--- What needs to be done ---
When you find the line with "Point to the grass" among the records below, reproduce it and each line after it exactly, ending with the line with "Point to the street".

[Opening Exercise data section]

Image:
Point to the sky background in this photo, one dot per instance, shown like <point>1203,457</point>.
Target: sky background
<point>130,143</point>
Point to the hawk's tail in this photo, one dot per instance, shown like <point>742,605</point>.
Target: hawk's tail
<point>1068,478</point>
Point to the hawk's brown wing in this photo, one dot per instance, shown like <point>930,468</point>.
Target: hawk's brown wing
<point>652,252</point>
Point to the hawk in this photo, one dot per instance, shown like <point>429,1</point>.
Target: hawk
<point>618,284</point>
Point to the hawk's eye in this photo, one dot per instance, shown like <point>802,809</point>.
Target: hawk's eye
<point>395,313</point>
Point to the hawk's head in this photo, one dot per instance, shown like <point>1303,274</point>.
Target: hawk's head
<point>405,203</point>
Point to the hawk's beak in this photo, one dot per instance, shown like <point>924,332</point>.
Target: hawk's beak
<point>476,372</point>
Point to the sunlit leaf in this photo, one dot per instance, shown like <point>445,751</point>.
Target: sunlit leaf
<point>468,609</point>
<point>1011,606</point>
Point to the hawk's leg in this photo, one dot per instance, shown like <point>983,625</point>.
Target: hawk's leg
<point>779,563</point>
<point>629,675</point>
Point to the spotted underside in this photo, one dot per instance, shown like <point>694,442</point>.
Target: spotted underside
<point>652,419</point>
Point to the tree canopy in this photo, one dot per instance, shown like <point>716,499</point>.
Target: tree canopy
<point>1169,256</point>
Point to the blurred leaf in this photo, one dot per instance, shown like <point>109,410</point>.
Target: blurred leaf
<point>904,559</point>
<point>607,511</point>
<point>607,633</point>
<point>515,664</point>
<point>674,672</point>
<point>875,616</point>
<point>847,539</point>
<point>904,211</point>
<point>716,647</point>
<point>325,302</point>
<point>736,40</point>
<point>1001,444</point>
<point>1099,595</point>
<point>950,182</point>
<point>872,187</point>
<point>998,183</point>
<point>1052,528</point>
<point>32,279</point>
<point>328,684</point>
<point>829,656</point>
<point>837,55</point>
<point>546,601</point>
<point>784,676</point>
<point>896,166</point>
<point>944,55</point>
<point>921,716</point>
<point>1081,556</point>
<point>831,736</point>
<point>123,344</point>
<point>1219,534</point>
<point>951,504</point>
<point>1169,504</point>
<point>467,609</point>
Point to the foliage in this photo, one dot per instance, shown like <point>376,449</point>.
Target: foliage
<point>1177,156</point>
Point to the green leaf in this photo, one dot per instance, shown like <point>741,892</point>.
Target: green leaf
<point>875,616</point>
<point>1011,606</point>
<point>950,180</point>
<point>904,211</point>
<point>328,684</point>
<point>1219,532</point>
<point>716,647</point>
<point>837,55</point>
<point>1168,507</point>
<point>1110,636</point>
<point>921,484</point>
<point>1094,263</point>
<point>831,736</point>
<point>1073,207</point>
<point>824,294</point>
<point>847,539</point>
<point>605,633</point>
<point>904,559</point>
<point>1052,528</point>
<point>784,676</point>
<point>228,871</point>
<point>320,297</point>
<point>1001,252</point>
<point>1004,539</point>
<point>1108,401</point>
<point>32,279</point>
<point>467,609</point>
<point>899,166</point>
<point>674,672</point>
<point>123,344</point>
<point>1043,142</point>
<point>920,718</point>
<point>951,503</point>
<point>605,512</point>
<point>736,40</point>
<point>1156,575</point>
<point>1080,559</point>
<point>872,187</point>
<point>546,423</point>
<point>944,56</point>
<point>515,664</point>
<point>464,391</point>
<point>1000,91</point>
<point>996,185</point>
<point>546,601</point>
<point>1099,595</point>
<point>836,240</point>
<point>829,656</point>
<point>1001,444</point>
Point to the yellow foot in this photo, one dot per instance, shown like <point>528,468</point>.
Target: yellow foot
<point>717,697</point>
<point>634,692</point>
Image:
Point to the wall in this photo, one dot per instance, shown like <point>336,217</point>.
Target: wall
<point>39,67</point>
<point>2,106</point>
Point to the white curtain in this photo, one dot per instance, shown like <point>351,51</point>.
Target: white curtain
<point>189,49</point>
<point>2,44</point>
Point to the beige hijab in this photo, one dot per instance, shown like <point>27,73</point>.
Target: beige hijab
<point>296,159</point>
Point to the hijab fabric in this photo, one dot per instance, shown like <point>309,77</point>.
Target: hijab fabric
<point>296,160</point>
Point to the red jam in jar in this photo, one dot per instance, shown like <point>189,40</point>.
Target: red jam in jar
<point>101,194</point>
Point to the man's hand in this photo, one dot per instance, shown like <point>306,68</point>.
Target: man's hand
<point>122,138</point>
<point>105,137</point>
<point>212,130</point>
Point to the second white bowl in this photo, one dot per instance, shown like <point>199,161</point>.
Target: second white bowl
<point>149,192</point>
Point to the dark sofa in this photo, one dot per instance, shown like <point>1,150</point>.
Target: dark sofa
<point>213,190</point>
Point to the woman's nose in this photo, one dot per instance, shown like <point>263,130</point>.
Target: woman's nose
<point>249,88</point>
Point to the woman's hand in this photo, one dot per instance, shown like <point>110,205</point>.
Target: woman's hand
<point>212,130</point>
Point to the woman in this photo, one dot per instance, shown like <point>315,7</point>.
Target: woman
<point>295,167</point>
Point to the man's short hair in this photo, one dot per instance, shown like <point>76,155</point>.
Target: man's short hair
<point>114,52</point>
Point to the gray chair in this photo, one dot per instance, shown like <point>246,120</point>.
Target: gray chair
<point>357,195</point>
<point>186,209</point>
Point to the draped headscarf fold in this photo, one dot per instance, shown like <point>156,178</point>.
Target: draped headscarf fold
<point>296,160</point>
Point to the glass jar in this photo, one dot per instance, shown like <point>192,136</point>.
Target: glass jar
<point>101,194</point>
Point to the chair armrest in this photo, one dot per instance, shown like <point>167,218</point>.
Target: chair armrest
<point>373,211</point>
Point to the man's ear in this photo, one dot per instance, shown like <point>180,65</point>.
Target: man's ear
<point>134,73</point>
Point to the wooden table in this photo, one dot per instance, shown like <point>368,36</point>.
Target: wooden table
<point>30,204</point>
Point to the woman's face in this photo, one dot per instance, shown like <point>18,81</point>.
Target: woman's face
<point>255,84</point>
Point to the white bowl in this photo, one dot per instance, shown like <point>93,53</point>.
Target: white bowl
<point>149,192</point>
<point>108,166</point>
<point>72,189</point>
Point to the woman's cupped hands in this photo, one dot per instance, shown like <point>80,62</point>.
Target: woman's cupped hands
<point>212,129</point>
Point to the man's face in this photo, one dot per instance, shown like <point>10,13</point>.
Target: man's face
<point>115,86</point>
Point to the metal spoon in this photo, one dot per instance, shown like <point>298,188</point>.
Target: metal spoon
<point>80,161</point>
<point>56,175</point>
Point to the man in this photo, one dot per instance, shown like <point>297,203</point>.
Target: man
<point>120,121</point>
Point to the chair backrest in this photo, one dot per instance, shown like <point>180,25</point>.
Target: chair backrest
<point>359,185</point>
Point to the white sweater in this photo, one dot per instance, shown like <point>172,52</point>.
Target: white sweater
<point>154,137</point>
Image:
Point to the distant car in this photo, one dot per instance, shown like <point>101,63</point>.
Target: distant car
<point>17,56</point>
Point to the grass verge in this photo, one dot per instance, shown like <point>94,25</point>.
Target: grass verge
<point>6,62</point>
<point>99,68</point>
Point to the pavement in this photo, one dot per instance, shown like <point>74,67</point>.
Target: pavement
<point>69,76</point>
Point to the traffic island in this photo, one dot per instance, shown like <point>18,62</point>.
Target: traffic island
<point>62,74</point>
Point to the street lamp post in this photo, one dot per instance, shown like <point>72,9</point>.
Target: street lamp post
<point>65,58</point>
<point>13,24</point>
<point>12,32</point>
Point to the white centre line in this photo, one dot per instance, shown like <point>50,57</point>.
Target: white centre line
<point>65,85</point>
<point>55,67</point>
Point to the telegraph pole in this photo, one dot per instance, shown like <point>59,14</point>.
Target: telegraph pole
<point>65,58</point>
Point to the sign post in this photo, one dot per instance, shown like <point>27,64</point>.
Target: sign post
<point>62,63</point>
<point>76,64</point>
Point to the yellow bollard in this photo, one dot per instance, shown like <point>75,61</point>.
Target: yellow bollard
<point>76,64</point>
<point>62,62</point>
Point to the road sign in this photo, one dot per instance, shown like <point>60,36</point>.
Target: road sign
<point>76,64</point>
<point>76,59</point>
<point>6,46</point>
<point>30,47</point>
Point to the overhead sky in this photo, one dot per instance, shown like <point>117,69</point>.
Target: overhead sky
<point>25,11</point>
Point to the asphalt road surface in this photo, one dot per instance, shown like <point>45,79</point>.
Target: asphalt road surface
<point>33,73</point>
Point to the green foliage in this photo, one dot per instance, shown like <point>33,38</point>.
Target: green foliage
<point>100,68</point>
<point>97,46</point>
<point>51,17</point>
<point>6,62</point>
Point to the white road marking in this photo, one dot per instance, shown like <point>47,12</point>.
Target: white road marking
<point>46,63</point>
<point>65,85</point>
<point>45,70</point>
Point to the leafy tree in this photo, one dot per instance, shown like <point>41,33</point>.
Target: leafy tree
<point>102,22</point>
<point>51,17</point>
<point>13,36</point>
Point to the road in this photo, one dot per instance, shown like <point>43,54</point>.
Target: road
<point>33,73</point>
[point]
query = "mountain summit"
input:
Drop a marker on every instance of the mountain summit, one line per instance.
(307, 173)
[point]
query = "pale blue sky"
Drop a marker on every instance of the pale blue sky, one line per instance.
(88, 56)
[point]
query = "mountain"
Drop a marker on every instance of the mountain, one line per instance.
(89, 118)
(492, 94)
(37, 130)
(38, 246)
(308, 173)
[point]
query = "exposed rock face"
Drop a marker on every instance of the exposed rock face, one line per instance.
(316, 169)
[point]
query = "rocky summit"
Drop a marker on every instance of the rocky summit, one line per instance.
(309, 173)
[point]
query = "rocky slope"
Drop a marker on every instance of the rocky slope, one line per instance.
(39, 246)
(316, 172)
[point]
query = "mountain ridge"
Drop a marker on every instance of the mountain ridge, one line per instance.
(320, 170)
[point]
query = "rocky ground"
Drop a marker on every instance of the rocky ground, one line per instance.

[Closing Exercise data section]

--- Completed task ---
Point to the grass verge in this photo, one dot per instance, shown like <point>94,25</point>.
Target: grass verge
<point>6,62</point>
<point>99,68</point>
Point to the pavement in this photo, one dot per instance, shown like <point>74,67</point>.
Target: pavement
<point>69,76</point>
Point to the traffic island in this photo, one dot per instance, shown like <point>18,62</point>.
Target: traffic island
<point>62,74</point>
Point to the street lamp post in this photo, one dot per instance, shown like <point>72,9</point>.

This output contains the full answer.